What is needed.
An exact, complete copy of the entries that follow is needed.

(Data for analysis Opens)

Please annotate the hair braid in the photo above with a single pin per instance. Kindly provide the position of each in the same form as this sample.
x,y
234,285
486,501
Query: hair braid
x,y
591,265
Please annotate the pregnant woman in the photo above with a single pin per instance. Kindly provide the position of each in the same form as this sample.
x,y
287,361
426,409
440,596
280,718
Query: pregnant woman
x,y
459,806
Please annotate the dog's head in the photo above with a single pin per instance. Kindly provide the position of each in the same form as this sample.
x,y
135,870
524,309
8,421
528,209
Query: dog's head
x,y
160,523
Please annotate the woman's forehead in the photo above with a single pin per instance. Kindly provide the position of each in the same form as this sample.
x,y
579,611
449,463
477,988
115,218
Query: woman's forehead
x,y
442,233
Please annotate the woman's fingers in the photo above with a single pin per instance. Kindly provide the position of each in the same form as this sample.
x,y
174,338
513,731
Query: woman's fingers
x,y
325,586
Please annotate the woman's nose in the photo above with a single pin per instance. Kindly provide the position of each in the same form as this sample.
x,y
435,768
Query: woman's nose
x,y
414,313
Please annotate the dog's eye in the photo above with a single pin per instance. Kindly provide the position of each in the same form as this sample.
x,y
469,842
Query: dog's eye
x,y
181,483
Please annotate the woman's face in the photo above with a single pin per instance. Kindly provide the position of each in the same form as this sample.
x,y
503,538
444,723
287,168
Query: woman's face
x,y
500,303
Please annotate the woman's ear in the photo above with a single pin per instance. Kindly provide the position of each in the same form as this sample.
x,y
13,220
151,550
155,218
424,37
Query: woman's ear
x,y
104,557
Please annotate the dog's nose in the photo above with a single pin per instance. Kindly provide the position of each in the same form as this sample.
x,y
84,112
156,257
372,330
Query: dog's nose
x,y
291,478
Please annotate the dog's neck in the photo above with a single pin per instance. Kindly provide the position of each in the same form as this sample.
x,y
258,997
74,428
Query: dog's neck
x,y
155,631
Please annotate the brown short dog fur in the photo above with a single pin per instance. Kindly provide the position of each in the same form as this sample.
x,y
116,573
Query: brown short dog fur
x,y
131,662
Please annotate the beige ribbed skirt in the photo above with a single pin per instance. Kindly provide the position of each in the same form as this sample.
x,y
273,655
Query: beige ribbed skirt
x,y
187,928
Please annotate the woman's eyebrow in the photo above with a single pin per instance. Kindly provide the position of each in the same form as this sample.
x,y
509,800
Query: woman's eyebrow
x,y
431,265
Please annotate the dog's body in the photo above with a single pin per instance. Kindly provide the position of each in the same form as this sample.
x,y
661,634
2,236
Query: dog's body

(Data for analysis Closes)

Task answer.
Please annotate the hair braid in the photo above with a single pin per instance. Kindly provide the position of each in the same form as this sample.
x,y
234,285
486,501
Query: hair braid
x,y
591,265
Please annotate the pregnant woman in the photo above with a single pin per instance. Kindly provide the position of each in the same form as this sample.
x,y
287,361
426,409
440,596
280,718
Query: pregnant woman
x,y
459,806
Please annotate the dog's head in the photo above with a single pin per instance. Kindly provide the position of each in the same form as this sample.
x,y
135,870
524,309
8,421
528,209
Query: dog's head
x,y
160,523
Please annotate the woman's forehead in the photo above with a single pin per instance. Kindly provide the position of each in the same form as this sample.
x,y
579,611
449,463
477,988
115,218
Query: woman's forehead
x,y
442,233
Please annotate the woman's fingers in the photo above with a single pin per instance. Kindly provide the position of each in the same form as this sample.
x,y
174,338
513,731
Query: woman's fingers
x,y
325,586
Please annotate the woman's nose in the photo above with a single pin per instance. Kindly provide the position of each in the same form as this sample.
x,y
435,768
Query: woman's nose
x,y
414,313
Please annotate the dog's eye in the photo above with a single pin per instance. Kindly provide the position of each in the same form as this sample.
x,y
469,842
Query: dog's eye
x,y
181,483
Please annotate the woman's face in the photo above with a single pin per instance. Kindly provide the position of each in the same form as this sample.
x,y
503,538
444,723
287,168
Query: woman's face
x,y
500,303
Please annotate the woman's ear in the photo above with a single pin per instance. Kindly provide the position of each in the same form as this sample.
x,y
13,220
151,550
155,218
424,37
Query: woman's ear
x,y
104,557
Please annotate the dog's nose in the photo above with a single pin per instance. Kindly provide the position of each in the same form as this sample.
x,y
84,112
156,257
372,330
Query: dog's nose
x,y
291,478
Please annotate the dog's neck in the photo above with a single pin per instance. Kindly provide the position of each in the same form as this sample.
x,y
258,997
74,428
Query: dog's neck
x,y
155,631
Please annotate the brown short dog fur in the photo above with a single pin per instance. Kindly provide the position of each in the same form as this sample.
x,y
116,573
Query: brown short dog fur
x,y
131,662
Please annotate the beige ribbed skirt in the photo above with a single pin per instance. Kindly provide the position of each in the same form as this sample.
x,y
273,655
Query: beige ribbed skirt
x,y
187,928
Please annotate the woman's eyebrow in the photo above with a single pin per instance. Kindly provide the position of each in the same form as this sample.
x,y
509,800
Query: woman's eyebrow
x,y
431,265
Please annotate the dog's body in the photo above with a single pin per instance. Kindly provide the position of each in the same form as this sample.
x,y
661,634
2,236
Query: dog's body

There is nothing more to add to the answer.